Instructions to follow:
Could you give the data below again, exactly and completely?

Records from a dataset
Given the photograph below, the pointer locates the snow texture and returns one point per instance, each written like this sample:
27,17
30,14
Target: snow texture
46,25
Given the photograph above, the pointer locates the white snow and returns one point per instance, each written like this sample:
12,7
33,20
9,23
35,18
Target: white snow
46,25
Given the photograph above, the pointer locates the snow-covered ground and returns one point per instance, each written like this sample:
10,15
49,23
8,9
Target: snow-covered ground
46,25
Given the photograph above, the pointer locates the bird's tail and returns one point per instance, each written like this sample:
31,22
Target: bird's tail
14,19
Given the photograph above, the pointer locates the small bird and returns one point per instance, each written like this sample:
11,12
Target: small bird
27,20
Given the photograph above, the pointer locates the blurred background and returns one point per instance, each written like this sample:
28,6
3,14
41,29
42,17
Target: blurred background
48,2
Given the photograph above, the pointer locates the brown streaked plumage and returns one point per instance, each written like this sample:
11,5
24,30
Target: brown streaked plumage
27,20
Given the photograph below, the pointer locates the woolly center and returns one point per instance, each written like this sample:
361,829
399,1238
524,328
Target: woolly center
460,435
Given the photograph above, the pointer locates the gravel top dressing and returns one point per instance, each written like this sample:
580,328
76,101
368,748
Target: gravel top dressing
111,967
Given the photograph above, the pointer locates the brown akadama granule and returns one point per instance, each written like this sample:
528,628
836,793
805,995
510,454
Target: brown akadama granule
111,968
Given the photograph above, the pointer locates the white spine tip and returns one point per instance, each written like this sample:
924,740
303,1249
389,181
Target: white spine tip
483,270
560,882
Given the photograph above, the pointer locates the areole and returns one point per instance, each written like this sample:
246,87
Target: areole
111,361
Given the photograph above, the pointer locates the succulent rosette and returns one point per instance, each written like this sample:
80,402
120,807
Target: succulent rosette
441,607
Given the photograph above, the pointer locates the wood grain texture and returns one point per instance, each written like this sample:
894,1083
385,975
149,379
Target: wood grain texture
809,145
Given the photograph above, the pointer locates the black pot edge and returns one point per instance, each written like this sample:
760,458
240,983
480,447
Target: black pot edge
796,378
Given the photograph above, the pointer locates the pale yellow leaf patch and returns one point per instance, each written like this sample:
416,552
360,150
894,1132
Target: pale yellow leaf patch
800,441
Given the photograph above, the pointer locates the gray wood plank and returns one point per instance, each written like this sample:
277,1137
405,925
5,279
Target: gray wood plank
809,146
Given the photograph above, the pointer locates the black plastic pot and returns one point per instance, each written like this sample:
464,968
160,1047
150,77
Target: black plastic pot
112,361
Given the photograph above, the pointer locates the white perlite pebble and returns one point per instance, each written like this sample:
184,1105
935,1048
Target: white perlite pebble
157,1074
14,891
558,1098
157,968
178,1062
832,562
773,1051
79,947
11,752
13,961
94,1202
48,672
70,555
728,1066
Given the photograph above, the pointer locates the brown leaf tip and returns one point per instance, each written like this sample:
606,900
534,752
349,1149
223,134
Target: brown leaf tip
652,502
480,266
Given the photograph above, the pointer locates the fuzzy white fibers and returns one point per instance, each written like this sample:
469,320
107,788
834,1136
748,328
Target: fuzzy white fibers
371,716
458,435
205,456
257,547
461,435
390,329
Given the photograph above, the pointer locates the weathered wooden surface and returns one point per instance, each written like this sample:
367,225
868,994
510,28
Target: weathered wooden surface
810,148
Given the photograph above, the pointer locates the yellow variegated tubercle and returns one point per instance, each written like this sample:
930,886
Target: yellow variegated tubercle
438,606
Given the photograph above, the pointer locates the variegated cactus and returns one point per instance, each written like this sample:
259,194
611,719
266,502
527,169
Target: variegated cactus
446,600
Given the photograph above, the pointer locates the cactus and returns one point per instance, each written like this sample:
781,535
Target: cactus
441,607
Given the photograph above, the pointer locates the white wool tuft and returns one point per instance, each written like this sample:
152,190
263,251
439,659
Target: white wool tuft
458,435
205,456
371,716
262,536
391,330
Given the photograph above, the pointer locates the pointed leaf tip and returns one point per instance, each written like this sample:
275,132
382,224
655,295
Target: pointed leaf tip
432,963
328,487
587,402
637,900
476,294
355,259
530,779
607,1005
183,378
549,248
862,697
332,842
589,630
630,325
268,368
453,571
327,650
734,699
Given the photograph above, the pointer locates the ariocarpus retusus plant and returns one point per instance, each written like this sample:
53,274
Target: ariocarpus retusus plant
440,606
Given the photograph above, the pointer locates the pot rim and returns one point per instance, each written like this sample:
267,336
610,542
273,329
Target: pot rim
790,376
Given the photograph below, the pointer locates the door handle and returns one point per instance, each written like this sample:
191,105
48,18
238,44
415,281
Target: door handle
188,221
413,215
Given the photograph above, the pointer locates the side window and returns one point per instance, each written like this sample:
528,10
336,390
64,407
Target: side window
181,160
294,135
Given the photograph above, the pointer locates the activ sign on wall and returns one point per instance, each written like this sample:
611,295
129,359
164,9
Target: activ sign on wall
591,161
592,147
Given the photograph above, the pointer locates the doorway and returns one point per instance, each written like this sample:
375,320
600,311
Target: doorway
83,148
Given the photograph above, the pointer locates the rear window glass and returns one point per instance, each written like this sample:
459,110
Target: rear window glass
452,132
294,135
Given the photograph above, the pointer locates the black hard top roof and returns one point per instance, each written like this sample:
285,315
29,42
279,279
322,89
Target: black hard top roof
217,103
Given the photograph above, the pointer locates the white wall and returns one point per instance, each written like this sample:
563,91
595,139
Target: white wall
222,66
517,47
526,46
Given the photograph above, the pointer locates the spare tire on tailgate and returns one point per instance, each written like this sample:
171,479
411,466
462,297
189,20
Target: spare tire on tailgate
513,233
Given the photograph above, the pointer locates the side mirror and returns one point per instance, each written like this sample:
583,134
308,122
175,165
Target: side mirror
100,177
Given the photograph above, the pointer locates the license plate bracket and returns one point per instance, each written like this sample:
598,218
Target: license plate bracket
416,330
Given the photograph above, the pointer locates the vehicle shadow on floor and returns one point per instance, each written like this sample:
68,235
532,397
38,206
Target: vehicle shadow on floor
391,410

Result of this exercise:
Given the photograph below, the pointer locates the snow texture and returns one point per instance, each written like this sample:
27,17
30,14
Target: snow texture
46,25
Given the photograph above, the pointer locates the white snow and returns one point per instance, each written like this sample:
12,7
33,20
9,23
35,18
Target: white snow
46,25
Given the photograph above, the pointer locates the snow-covered ground and returns one point per instance, each written like this sample:
10,15
49,23
8,9
Target: snow-covered ground
46,25
Given the photograph above, the pointer locates the bird's tail and returns one point per instance, each written like this sample:
31,22
Target: bird's tail
14,19
Given the photograph above, the pointer locates the small bird and returns one point per instance, each written like this sample:
11,12
Target: small bird
27,20
Given the photograph above, the pointer locates the blurred background and returns one point per instance, each written like this sample:
28,6
3,14
41,29
42,17
Target: blurred background
48,2
Given the photograph above, the pointer locates the brown streaked plumage and returns one point per instance, each written like this sample:
11,5
24,30
Target: brown streaked plumage
27,20
Given the photograph below, the pointer locates the woolly center and returns one point per instance, each written like this sample:
361,829
399,1238
524,328
Target: woolly center
460,435
Given the photograph above, the pointer locates the gravel top dressing and returns one point per instance, each written like this sample:
580,328
76,101
368,748
Target: gravel top dressing
111,967
Given the photograph above, the pointer locates the brown akadama granule and returns one point per instance, each written like this sample:
528,628
836,793
805,995
510,454
Target: brown akadama granule
111,968
Given the photograph above, the pointer locates the white spine tip and returns one point per instance, each written like this sample:
924,740
303,1249
389,181
Target: white spine tip
483,270
560,882
Given the photograph above, the pointer locates the areole and returns one point per instance, each written like this sample:
246,87
Target: areole
111,361
Given the photograph above, the pointer locates the succulent rosette and returns one point per instance, each written like this sample:
80,402
120,807
Target: succulent rosette
441,607
Given the photograph above, the pointer locates the wood grain texture and returns one point per instance, each written like this sample:
894,1083
385,975
149,379
Target: wood grain texture
809,145
Given the photograph above, the pointer locates the black pot edge and returns one point per instance, each written like this sample:
760,458
240,983
480,447
Target: black pot edge
796,378
Given the photograph above, the pointer locates the pale yellow leaf patch and returns one point per instance, each written like this sample:
416,552
360,150
894,1132
Target: pale yellow leaf patch
800,441
Given the photograph above, the pointer locates the gray wood plank and returns one point per instance, each written like this sample:
277,1137
405,925
5,279
Target: gray wood plank
809,146
Given the photograph above, the pointer locates the black plastic pot and returns one point per instance, each written like this sample:
464,968
160,1047
150,77
Target: black plastic pot
112,361
Given the photograph above, the pointer locates the white perlite pebble and returns one point per instance, each written like this sample:
184,1105
935,1048
Target: white perlite pebble
157,1074
14,891
558,1098
157,968
178,1062
832,562
773,1051
79,947
11,752
13,961
94,1202
48,672
70,555
728,1066
Given the photograph above, the pointer locates the brown leaf tip and returns one point per instance, each written like this sample:
606,900
534,752
349,1149
223,134
Target: brown leaf tip
652,502
480,266
Given the photograph above, the pointer locates the fuzzy white fibers and returns one point per instance, each written like this sample:
469,320
107,788
834,1136
748,328
Target: fuzzy white fibers
371,716
458,435
205,456
257,547
461,435
390,329
Given the photograph above, the pointer locates the weathered wooden surface and returns one point per instance, each written like this sample:
367,225
868,994
510,28
Target: weathered wooden surface
810,148
Given the photograph above, the pointer locates the yellow variegated tubercle and returns one point per instance, each written like this sample:
930,886
Target: yellow variegated tubercle
438,606
Given the photograph above, the pointer locates the variegated cactus and returns one point per instance, each written like this sample:
259,194
611,719
266,502
527,169
Target: variegated cactus
446,600
Given the photograph above, the pointer locates the cactus and returns one point per instance, each written like this sample:
781,535
Target: cactus
441,607
Given the photograph above, the pointer locates the white wool tuft and returns one point per instance, each written like this sample:
152,190
263,251
439,659
Target: white wool tuft
458,435
205,456
371,716
262,536
391,330
Given the photograph above, the pointer locates the pointed leaf tip and returns one point per instance, each written like this sample:
275,132
382,224
655,295
Target: pointed leaf tip
432,963
328,487
587,402
637,900
476,294
355,259
530,779
607,1005
183,378
549,248
862,697
332,842
589,630
630,325
268,368
453,571
327,650
734,699
Given the photograph above, the pointer locates the ariocarpus retusus plant and returns one point per instance, each written like this sample:
53,274
Target: ariocarpus retusus plant
440,606
Given the photograph above, the pointer locates the pot rim and returns one point per instance, each written like this sample:
267,336
610,542
273,329
Target: pot rim
790,376
Given the photograph below, the pointer locates the door handle and returns one point per instance, each written like this sample:
191,105
48,18
238,44
415,281
Target: door handle
188,221
413,215
Given the photograph above, the pointer locates the side window and returns one point per instance, each written like this sample:
528,10
336,390
64,407
Target: side window
181,160
294,135
Given the photograph above, the pointer locates the activ sign on wall and returns one point per instance, each written like this sample:
611,295
129,359
164,9
Target: activ sign on wall
591,161
592,147
Given the photograph above, the pointer locates the doorway and returns one point per instance, each written like this sample:
375,320
600,311
Target: doorway
83,148
Given the photograph above, the pointer locates the rear window glass and returns one point per instance, each written like this sample:
459,110
Target: rear window glass
452,132
294,135
Given the photograph above, the pointer locates the black hard top roof and returns one point per instance, each written like this sample:
285,315
29,42
279,279
322,89
Target: black hard top roof
217,103
Given the photograph above, the pointer locates the white wall and returns one point per instance, each written like this sample:
563,91
595,139
Target: white wall
222,66
517,47
526,46
Given the photograph above, the pointer locates the spare tire on tailgate and returns one point per instance, each written like this sample:
171,479
411,466
462,297
189,20
Target: spare tire on tailgate
513,233
Given the photograph above, the pointer locates the side mirror and returns one point per instance, each written like this sample:
583,134
308,122
175,165
Target: side mirror
100,177
Given the photograph above, the pointer locates the license plate bracket and returns one point per instance, each written like this sample:
598,218
Target: license plate bracket
416,330
Given the photograph above, the pointer locates the vehicle shadow on floor and returns one point per instance, each written like this sample:
68,235
532,397
38,206
Target: vehicle shadow on floor
391,410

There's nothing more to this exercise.